■ Brano citato ■
|---|

EFA 2024, Maura Delpero punta agli Oscar come Davide contro Golia / INTERVISTA


Due candidature ma niente da fare per Vermiglio agli European Film Awards (EFA) 2024, la cui cerimonia di premiazione si è svolta quest’anno a Lucerna, in Svizzera. Il film di Maura Delpero, scelto per rappresentare l’Italia ai prossimi Oscar, era candidato nelle categorie Miglior Film e Miglior Regista, ma è stato oscurato dalla vittoria a valanga di Emilia Pérez di Jacques Audiard (che a questo punto ha la nomination agli Oscar già assicurata non solo nella categoria miglior film in lingua straniera, ma anche in quelle più pesanti).

La presenza di Vermiglio come unico film italiano candidato agli EFA è stata però già di per sé una nota positiva e di prestigio, che aggiunge ulteriore visibilità al film impegnato in questo periodo nella campagna Oscar. Una sfida tutt’altro che semplice, come ci spiega la stessa regista, raggiunta a Lucerna poco prima della cerimonia degli EFA per farci raccontare ambizioni, sogni, strategie, di questa campagna.

EDIT 9/12/2024: Vermiglio è ufficialmente tra i contendenti nella categoria di Miglior film in lingua straniera ai Golden Globes 2025.

Il successo internazionale di questo film non era affatto scontato e immagino che anche tu ti sia chiesta all’inizio quanto questa storia potesse interessare un pubblico ampio, distante, geograficamente e non solo, da quello che racconti. Quanto è stato utile l’aver presentato il progetto a tre diversi laboratori internazionali, potendo quindi confrontarti con colleghi stranieri?

|---|

■ Righe del dataset ■
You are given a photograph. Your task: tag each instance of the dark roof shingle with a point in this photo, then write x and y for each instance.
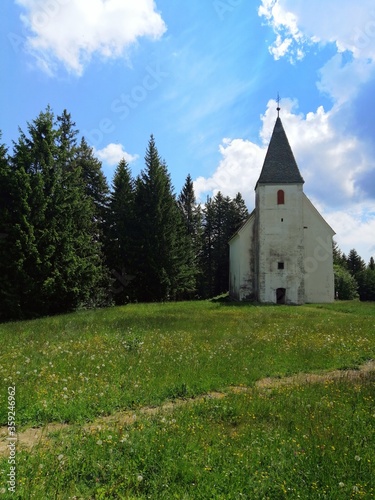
(280, 166)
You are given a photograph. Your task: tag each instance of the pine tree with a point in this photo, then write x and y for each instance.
(120, 233)
(191, 232)
(68, 268)
(94, 181)
(354, 263)
(345, 285)
(338, 257)
(16, 239)
(161, 275)
(207, 263)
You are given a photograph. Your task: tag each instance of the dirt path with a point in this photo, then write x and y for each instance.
(32, 436)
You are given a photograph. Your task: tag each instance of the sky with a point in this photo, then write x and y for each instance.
(203, 77)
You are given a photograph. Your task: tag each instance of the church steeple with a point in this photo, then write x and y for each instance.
(279, 166)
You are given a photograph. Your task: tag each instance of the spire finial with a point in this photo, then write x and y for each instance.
(278, 105)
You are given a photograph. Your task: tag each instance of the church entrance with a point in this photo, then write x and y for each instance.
(280, 295)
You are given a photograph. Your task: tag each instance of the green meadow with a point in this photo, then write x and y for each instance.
(308, 439)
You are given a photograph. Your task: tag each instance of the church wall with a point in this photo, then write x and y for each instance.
(280, 236)
(318, 260)
(241, 286)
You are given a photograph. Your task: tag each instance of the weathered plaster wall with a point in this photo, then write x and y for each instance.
(241, 276)
(281, 240)
(318, 259)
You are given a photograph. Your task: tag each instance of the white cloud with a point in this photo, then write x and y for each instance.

|---|

■ Esercizi da svolgere ■
A. Ricopia dall'articolo su Vermiglio la parte che comincia con "Il successo internazionale" e termina con "con colleghi stranieri?", senza cambiare nulla.
B. Secondo l'articolo su Vermiglio, in quale città si è svolta quest'anno la cerimonia degli European Film Awards?
C. Prosegui l'articolo su Vermiglio dal punto in cui si interrompe.
Le voci qui sopra non servono per gli esercizi.

■ Risultati degli esercizi ■
A.
Il successo internazionale di questo film non era affatto scontato e immagino che anche tu ti sia chiesta all’inizio quanto questa storia potesse interessare un pubblico ampio, distante, geograficamente e non solo, da quello che racconti. Quanto è stato utile l’aver presentato il progetto a tre diversi laboratori internazionali, potendo quindi confrontarti con colleghi stranieri?

B. A Lucerna, in Svizzera.

C.
Tantissimo. La grande domanda all’inizio è stata proprio quella che dici tu: ma di questa storia importa qualcosa a qualcun altro oltre a me? Mi sono iscritta ai laboratori internazionali per rispondere a questa domanda e per un anno intero ho lavorato alla sceneggiatura con il vantaggio di poterla far leggere a dei colleghi stranieri, provenienti da realtà anche molto diverse dalla mia, sondare il potenziale universale di questa storia e magari aggiustare il tiro lì dove serviva. Anche se devo dire che al di là di piccoli dettagli personali che ho rimosso, e a un più generale lavoro di sintesi che va sempre fatto, tendenzialmente da subito ho capito che la storia toccava tutti perché parlava di questioni umane capitali: la vita, la morte, il desiderio, l’autodeterminazione. Questioni che vanno al di là dello spazio e del tempo. E soprattutto ho capito che nel momento in cui sei molto “locale”, paradossalmente hai la forza di raggiungere molte persone in giro per il mondo, perché parli di qualcosa di cui hai una conoscenza approfondita e quindi riesci meglio a raccontare un altrove che risuona anche con altre persone. La dimensione del villaggio di Vermiglio, legata alle tradizioni autoctone, di un mondo trentino, di valle, segue le dinamiche sociali di qualsiasi altro luogo di confine o di altre comunità così piccole.

Come procede la campagna di preparazione agli Oscar?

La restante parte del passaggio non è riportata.